> **SELECTED TEXT**

+===+

Previous research has demonstrated that glutamatergic projections from the thalamus→CINs mediate reversal learning30,31,55. In the present study, we show that the inhibitory dMSN→CIN transmission plays a modulatory role in regulating reversal learning, and that this inhibition is upregulated after drug exposure, causing enhanced suppression of CIN activity, and thereby reducing cognitive flexibility. Secondly, dMSNs are not always excited in vivo, rather dMSN activity increases during action-initiations1. Therefore, inhibition of CINs via dMSNs is not consistently maintained. However, long-lasting dMSN excitation (via drug exposure or excessive reinforcing behaviors) could lead to a decline in CIN activity.

+===+

> **QUESTIONS ON THE MATERIAL**
1. List every reference number cited in the passage about dMSN inhibition of CINs.
2. Continue the passage about dMSN inhibition of CINs from its final sentence.

> **INFORMATION PROVIDED**
+===+

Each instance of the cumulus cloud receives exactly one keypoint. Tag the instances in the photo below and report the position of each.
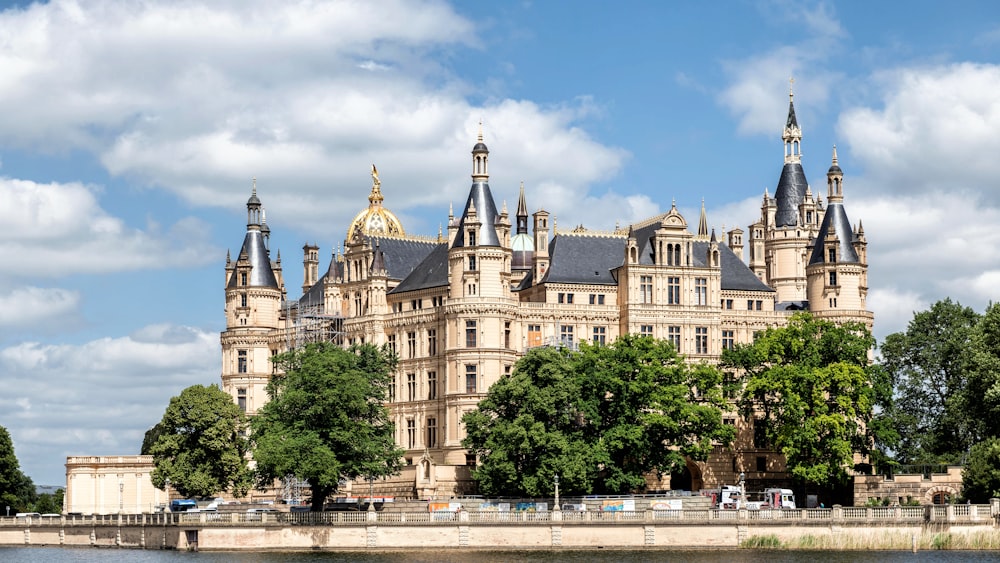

+===+

> **RESPONSES BY ITEM NUMBER**
1. 30, 31, 55, 1

2.
To summarize, we demonstrate that cocaine induces long-lasting potentiation of inhibitory dMSN→CIN transmission, thus reducing cognitive flexibility in a two-action-outcome reversal learning task. This cocaine-mediated deficit in cognitive flexibility is associated with increased GABAergic inputs to CINs, which reduces DMS CIN activity. Chemo- or optogenetic inhibition of DMS CINs, conducted to mimic the reinforcement effect of addictive substances, also reduced cognitive flexibility. Importantly, SNr-projecting dMSNs, which mediate reinforcement, send axonal collaterals to inhibit DMS CINs, which regulate behavioral flexibility. Our findings demonstrate that the local inhibitory dMSN→CIN circuit mediates the reinforcer-induced reduction in cognitive flexibility.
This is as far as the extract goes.